## Objective:
Update the listing below by swapping every "asphalt road" for "paved road" and leaving all other text unchanged. Reproduce the lines without the pictures.

## Record excerpts:
□ □ □ □

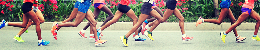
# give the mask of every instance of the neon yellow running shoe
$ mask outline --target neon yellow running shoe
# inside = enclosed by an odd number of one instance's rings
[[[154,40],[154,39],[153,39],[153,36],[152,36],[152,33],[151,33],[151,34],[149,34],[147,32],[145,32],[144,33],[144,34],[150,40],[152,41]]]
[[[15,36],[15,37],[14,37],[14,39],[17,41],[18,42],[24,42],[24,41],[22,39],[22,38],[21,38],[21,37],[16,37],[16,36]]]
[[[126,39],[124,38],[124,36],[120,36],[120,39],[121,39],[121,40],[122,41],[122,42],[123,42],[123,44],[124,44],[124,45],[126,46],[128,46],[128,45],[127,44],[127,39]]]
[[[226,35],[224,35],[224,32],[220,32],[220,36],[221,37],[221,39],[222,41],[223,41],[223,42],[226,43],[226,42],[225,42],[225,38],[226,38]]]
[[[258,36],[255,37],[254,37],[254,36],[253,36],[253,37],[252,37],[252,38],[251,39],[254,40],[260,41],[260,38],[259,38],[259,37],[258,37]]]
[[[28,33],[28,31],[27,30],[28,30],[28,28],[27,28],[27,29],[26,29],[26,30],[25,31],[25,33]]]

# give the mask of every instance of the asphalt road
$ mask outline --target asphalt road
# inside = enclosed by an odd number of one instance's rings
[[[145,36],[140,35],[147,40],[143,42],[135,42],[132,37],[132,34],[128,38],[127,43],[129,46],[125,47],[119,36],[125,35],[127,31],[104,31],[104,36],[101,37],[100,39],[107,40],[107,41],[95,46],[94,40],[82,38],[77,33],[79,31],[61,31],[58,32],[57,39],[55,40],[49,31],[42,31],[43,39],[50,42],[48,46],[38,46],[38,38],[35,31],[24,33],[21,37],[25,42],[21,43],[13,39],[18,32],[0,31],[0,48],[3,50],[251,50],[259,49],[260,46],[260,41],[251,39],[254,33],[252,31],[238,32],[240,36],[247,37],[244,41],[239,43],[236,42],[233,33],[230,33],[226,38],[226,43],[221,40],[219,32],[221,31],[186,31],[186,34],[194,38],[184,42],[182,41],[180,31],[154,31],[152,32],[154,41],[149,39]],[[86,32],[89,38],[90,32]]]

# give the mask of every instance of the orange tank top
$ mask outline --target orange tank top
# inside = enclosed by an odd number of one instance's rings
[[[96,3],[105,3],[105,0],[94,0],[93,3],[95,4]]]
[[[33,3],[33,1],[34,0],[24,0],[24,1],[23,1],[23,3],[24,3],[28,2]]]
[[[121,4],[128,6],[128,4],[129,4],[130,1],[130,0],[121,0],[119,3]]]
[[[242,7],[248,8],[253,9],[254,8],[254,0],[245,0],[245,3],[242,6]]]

□ □ □ □

## Exercise answer:
# give the mask of every instance of the neon yellow running shoe
$ mask outline --target neon yellow running shoe
# inside = enclosed by an odd number of one instance's rings
[[[154,40],[154,39],[153,39],[153,36],[152,36],[152,33],[151,33],[151,34],[149,34],[147,32],[145,32],[144,33],[144,34],[150,40],[152,41]]]
[[[15,36],[15,37],[14,37],[14,39],[17,41],[18,42],[24,42],[24,41],[22,39],[22,38],[21,38],[21,37],[16,37],[16,36]]]
[[[126,39],[124,38],[124,36],[120,36],[120,39],[121,39],[121,40],[122,41],[122,42],[123,42],[123,44],[124,44],[124,45],[126,46],[128,46],[128,45],[127,44],[127,39]]]
[[[226,35],[224,35],[224,32],[220,32],[220,36],[221,37],[221,39],[222,41],[223,41],[223,42],[226,43],[226,42],[225,42],[225,38],[226,38]]]
[[[258,36],[255,37],[254,37],[254,36],[253,36],[253,37],[252,37],[252,38],[251,39],[254,40],[260,41],[260,38],[259,38],[259,37],[258,37]]]
[[[28,33],[28,31],[27,30],[28,30],[28,28],[27,28],[27,29],[26,29],[26,30],[25,31],[25,33]]]

# give the mask of every instance of the paved road
$ mask outline --target paved road
# inside = enclosed by an odd number of one instance's rings
[[[145,36],[140,35],[147,40],[143,42],[135,42],[132,37],[132,34],[128,38],[127,43],[129,46],[125,47],[119,36],[125,35],[127,31],[104,31],[104,36],[101,37],[100,39],[107,40],[107,41],[95,46],[94,40],[82,38],[77,33],[79,31],[61,31],[58,32],[57,39],[55,40],[49,31],[42,31],[43,39],[50,42],[48,46],[38,46],[38,38],[35,31],[24,33],[21,37],[25,42],[21,43],[13,39],[18,32],[0,31],[0,48],[3,50],[251,50],[259,49],[260,46],[260,41],[251,39],[254,33],[252,31],[238,32],[240,36],[247,37],[244,41],[239,43],[236,42],[233,33],[230,33],[226,38],[226,43],[221,40],[219,32],[221,31],[186,31],[186,34],[194,38],[184,42],[182,41],[180,31],[154,31],[152,32],[154,41],[149,39]],[[86,32],[89,38],[90,32]]]

# give the mask of every instance of the orange tank top
$ mask outline --target orange tank top
# inside = enclosed by an odd number of one instance's rings
[[[96,3],[105,3],[105,0],[94,0],[93,3],[95,4]]]
[[[33,3],[33,1],[34,0],[24,0],[24,1],[23,1],[23,3],[24,3],[28,2]]]
[[[121,4],[128,6],[128,4],[129,4],[130,1],[130,0],[121,0],[119,3]]]
[[[242,7],[248,8],[253,9],[254,8],[254,0],[245,0],[245,3],[242,6]]]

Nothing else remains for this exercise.